• SOURCE DOCUMENT
■ ■ ■ ■ ■ ■ ■

Comment by simonw
16 hours ago
Right - the problem with PDF extraction is always the enormous variety of shapes that data might take in those PDFs.
If all the PDFs are the same format you can use plenty of existing techniques. If you have no control at all over that format you're in for a much harder time, and vLLMs look perilously close to being a great solution.
Just not the GPT-5 series! My experiments so far put Gemini 2.5 at the top of the pack, to the point where I'd almost trust it for some tasks - but definitely not for something as critical as extracting medical grades that influence people's ongoing careers!
-> put Gemini 2.5 at the top of the pack
I have come to the same conclusion having built a workflow that has seen 10 million+ non-standardized PDFs (freight bill of ladings) with running evaluations, as well as against the initial "ground-truth" dataset of 1,000 PDFs.
Humans: ~65% accurate
Gemini 1.5: ~72% accurate
Gemini 2.0: ~88% accurate
Gemini 2.5: ~92%* accurate
*Funny enough we were getting a consistent 2% improvement with 2.5 over 2.0 (90% versus 88%) until as a lark we decided to just copy the same prompt 10x. Squeezed 2% more out of that one :D
Gemini 3.0 is rumored to drop any day now, will be very interesting to see the score that gets for your benchmark here.

■ ■ ■ ■ ■ ■ ■

• STORED DATA
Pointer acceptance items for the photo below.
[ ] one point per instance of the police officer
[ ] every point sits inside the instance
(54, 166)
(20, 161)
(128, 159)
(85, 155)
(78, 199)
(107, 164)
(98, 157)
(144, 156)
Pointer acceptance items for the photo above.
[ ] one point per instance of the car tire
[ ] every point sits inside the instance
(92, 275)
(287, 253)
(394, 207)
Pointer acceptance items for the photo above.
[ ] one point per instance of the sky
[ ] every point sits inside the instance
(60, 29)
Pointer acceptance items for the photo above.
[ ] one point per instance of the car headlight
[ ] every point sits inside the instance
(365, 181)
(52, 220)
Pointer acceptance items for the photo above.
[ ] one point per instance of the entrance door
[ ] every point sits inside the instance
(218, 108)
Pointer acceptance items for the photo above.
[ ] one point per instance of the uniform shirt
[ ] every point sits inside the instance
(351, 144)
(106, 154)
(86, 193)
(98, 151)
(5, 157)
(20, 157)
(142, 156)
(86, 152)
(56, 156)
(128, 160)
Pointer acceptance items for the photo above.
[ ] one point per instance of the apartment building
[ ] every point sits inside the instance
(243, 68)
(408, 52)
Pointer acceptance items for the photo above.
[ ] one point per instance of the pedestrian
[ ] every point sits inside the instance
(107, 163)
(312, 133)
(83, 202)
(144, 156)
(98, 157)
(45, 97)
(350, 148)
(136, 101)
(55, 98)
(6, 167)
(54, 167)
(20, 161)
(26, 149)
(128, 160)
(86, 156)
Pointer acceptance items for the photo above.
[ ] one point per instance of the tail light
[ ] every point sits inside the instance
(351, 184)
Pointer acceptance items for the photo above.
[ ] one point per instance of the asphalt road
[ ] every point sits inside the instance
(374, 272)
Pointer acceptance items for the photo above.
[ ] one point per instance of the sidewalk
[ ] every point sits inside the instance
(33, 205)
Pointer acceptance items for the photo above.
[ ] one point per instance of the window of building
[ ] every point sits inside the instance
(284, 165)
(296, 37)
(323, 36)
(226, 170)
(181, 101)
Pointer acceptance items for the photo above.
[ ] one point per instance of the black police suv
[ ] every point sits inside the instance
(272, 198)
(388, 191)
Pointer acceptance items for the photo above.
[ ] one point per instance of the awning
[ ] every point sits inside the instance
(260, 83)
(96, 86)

■ ■ ■ ■ ■ ■ ■

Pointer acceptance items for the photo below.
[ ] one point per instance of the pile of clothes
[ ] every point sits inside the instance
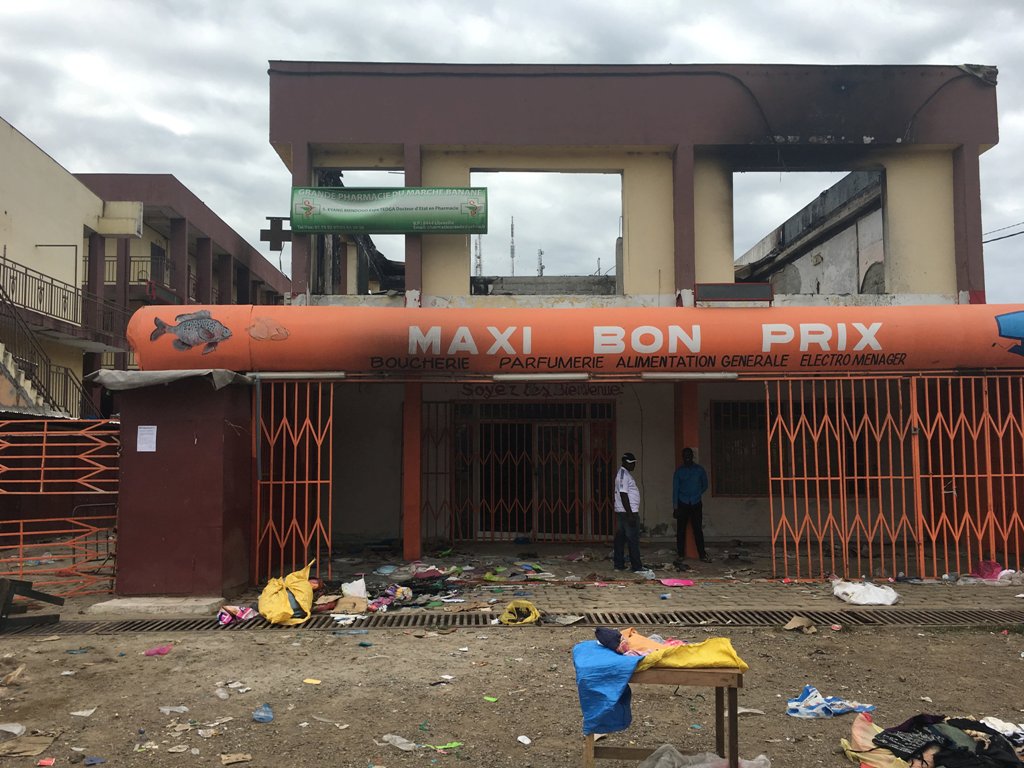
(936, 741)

■ ■ ■ ■ ■ ■ ■

• ACTIVITY LIST
1 > What accuracy does the PDF extraction thread report for humans?
2 > Rewrite the PDF extraction thread starting with "Just not the" and going on through "of 1,000 PDFs.", swapping "workflow" for "pipeline".
Answer using only the PDF extraction thread, not the rows.

• SOLUTIONS BELOW
1 > About 65%.

2 >
Just not the GPT-5 series! My experiments so far put Gemini 2.5 at the top of the pack, to the point where I'd almost trust it for some tasks - but definitely not for something as critical as extracting medical grades that influence people's ongoing careers!
-> put Gemini 2.5 at the top of the pack
I have come to the same conclusion having built a pipeline that has seen 10 million+ non-standardized PDFs (freight bill of ladings) with running evaluations, as well as against the initial "ground-truth" dataset of 1,000 PDFs.